## Task objective
An answer that reproduces all the entries exactly is what is needed.

## Listed entries

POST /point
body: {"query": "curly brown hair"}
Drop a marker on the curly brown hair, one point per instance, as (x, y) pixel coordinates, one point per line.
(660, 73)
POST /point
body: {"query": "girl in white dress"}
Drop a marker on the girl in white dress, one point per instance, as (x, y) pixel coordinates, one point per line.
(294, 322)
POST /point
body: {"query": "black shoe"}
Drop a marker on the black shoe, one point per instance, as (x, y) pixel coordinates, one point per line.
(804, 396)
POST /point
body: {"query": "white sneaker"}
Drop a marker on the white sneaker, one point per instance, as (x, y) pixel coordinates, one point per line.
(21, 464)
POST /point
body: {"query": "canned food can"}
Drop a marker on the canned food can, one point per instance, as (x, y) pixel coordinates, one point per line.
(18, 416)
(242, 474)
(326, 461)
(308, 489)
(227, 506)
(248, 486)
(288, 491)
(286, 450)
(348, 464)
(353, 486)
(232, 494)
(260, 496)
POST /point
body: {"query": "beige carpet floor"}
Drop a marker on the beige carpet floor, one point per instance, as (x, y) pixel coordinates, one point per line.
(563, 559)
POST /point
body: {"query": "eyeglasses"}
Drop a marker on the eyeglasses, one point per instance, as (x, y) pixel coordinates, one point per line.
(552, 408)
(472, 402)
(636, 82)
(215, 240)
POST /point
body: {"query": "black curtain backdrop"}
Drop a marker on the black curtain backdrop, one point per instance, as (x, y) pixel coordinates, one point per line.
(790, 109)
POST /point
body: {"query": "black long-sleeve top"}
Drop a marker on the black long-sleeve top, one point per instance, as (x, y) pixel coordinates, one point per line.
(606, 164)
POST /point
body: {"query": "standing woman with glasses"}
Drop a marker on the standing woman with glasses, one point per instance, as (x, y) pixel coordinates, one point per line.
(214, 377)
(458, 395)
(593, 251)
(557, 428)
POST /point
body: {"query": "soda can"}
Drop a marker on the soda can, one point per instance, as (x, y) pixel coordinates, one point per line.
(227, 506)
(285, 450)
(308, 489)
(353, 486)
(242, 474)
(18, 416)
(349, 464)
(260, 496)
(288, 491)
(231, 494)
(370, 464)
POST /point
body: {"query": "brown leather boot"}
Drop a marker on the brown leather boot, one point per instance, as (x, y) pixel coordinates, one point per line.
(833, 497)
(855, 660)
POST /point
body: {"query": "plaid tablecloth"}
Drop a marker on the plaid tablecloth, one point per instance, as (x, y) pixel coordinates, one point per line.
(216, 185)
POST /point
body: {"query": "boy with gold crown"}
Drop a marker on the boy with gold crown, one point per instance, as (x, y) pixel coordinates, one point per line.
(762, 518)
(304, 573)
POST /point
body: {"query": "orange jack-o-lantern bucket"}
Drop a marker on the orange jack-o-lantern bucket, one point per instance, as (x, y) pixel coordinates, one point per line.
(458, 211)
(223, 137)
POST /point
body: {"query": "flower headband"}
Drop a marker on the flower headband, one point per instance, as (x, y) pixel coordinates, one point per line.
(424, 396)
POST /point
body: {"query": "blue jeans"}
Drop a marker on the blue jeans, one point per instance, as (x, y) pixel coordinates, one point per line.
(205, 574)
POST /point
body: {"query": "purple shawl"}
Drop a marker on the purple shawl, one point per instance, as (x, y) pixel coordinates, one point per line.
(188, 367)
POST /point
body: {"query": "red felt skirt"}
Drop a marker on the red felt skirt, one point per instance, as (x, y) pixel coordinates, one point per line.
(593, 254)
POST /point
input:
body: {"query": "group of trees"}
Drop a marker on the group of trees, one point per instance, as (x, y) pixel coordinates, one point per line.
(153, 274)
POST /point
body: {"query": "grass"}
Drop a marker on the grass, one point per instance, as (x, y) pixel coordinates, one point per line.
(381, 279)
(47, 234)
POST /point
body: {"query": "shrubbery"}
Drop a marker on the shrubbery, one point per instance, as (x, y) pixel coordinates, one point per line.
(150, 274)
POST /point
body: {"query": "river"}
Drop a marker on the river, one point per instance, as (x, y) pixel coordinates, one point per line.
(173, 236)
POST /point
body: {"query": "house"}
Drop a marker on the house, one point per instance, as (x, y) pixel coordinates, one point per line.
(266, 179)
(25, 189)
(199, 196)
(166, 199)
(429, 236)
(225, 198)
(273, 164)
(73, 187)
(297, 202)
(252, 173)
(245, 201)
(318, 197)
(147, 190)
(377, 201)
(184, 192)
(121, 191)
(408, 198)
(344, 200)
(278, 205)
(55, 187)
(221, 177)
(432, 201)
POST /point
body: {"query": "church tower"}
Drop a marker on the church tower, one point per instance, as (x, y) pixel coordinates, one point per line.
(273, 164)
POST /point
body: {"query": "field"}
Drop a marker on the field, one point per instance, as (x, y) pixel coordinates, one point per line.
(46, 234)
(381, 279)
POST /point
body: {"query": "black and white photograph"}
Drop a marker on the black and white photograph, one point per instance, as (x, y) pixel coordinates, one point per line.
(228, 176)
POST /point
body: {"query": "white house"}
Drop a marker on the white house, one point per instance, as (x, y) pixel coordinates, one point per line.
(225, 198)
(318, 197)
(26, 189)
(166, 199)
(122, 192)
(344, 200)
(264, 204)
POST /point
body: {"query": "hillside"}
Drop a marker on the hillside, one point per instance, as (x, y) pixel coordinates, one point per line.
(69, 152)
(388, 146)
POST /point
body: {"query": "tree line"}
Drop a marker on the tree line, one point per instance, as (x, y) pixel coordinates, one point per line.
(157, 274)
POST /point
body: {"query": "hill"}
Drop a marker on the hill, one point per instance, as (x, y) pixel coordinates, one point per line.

## Problem solution
POST /point
body: {"query": "curly brown hair"}
Drop a marker on the curly brown hair, one point per instance, as (x, y) pixel coordinates, one point per line.
(660, 73)
POST /point
body: {"query": "girl in white dress"}
Drop a marker on the girl in white dress, one point per instance, as (x, y) pixel coordinates, one point per line.
(294, 322)
POST /point
body: {"query": "black shoe"}
Drop a marker on the black shoe, one point per instance, as (x, y) pixel coordinates, one point per line.
(804, 396)
POST /point
body: {"query": "white sneaker"}
Drop a marker on the white sneaker, one point per instance, as (x, y) pixel coordinates, one point per line.
(21, 464)
POST /point
body: {"query": "canned food can"}
Drop a marker on the canned food can, one point per instance, as (x, y) pixel coordinates, one point per line.
(18, 416)
(242, 474)
(326, 461)
(308, 489)
(227, 506)
(248, 486)
(288, 491)
(286, 450)
(348, 464)
(353, 486)
(232, 494)
(260, 496)
POST /point
body: {"query": "beige carpet floor"}
Drop a marker on the beige carpet floor, one point per instance, as (x, y) pixel coordinates, one point per line.
(563, 559)
POST /point
body: {"query": "eyeglasses"}
Drop a marker on the eyeglasses, one point per instance, as (x, y) pixel coordinates, one point per line.
(552, 408)
(472, 402)
(636, 82)
(215, 240)
POST /point
body: {"query": "black curtain backdrop"}
Drop a marker on the black curtain backdrop, one point per instance, as (x, y) pixel coordinates, one point per line.
(790, 109)
POST /point
body: {"query": "black long-sleeve top"}
Drop a marker on the black long-sleeve top, one point per instance, as (x, y) pixel coordinates, one point per line.
(606, 164)
POST /point
body: {"query": "standing woman with glasses"}
Drop a marker on the standing woman with glasses, one point per instance, as (x, y) pixel coordinates, one point per line.
(214, 377)
(458, 395)
(593, 251)
(557, 428)
POST /point
body: {"query": "soda can"}
Drop a marker on the soda can, one point per instance, as (x, y) pixel coordinates, one point per line.
(227, 506)
(285, 450)
(308, 489)
(353, 486)
(242, 474)
(18, 416)
(349, 464)
(260, 496)
(288, 491)
(231, 494)
(370, 464)
POST /point
body: {"query": "brown leather boot"}
Drop a marker on the brown leather boot, one point per instance, as (x, y) pixel coordinates, one point per line.
(833, 497)
(855, 660)
POST /point
body: {"query": "plaid tablecloth"}
Drop a marker on the plaid tablecloth, one point per instance, as (x, y) pixel coordinates, one point per line.
(216, 185)
POST /point
body: {"query": "boy with gold crown"}
Drop a marker on the boy with gold crown, one point per instance, as (x, y) pixel coordinates, one point per line.
(762, 518)
(304, 573)
POST /point
body: {"query": "orange jack-o-lantern bucket"}
Drop a marker on the orange jack-o-lantern bucket, one point per instance, as (x, y) pixel coordinates, one point per line.
(458, 211)
(223, 137)
POST /point
body: {"query": "flower headband"}
Drop a marker on the flower headband, one point per instance, as (x, y) pixel coordinates, one point per line.
(424, 396)
POST /point
body: {"query": "blue jeans"}
Drop a marker on the blue jeans, one point per instance, as (x, y) pixel coordinates, one point per line.
(205, 574)
POST /point
body: {"query": "purple shawl"}
Drop a marker on the purple shawl, one point per instance, as (x, y) pixel coordinates, one point per line.
(188, 367)
POST /point
body: {"query": "red felt skirt"}
Drop a marker on the red felt skirt, one point per instance, as (x, y) pixel coordinates, one point per line.
(593, 254)
POST /point
input:
body: {"query": "group of trees"}
Drop a marker on the group of trees, one point per instance, as (x, y) pixel coordinates, one point per line.
(153, 274)
POST /point
body: {"query": "grass"}
Drop a marker on the grass, one point per instance, as (x, y) pixel coordinates, one point per line.
(381, 279)
(47, 234)
POST /point
body: {"query": "shrubbery"}
Drop a marker on the shrubbery, one point per instance, as (x, y) pixel coordinates, one point per line.
(150, 274)
POST /point
body: {"query": "river"}
Drop a marker on the river, one point per instance, as (x, y) pixel coordinates, one point per line.
(173, 236)
POST /point
body: {"query": "house"}
Drop a marker on the house, one point per instance, as (x, y) pixel coordinates, one point per line.
(266, 179)
(25, 189)
(199, 196)
(166, 199)
(429, 236)
(225, 198)
(273, 164)
(73, 187)
(297, 202)
(252, 173)
(245, 201)
(318, 197)
(147, 190)
(377, 201)
(184, 192)
(121, 191)
(408, 198)
(344, 200)
(278, 205)
(55, 187)
(221, 177)
(432, 201)
POST /point
body: {"query": "church tower"}
Drop a marker on the church tower, one point per instance, as (x, y) pixel coordinates, one point per line.
(273, 164)
POST /point
body: {"query": "field"}
Drop a marker on the field, one point per instance, as (x, y) pixel coordinates, one point per line.
(46, 234)
(381, 279)
POST /point
body: {"query": "black and white photograph"}
Drop a marker on the black and white photograph, one point per instance, as (x, y) pixel coordinates, one point per line.
(228, 176)
POST /point
body: {"query": "white house"}
Drop a marker on the white house, one point per instance, as (x, y) pixel coordinates, one point per line.
(225, 198)
(318, 197)
(26, 189)
(166, 199)
(122, 192)
(344, 200)
(264, 204)
POST /point
body: {"query": "hillside"}
Drop a marker on the hillside, one point per instance, as (x, y) pixel coordinates, one point per line.
(69, 152)
(388, 146)
POST /point
body: {"query": "tree line"}
Drop a marker on the tree line, one point per instance, as (x, y) pixel coordinates, one point per line.
(157, 274)
POST /point
body: {"query": "hill"}
Drop a marker on the hill, one point per instance, as (x, y) pixel coordinates, one point per line.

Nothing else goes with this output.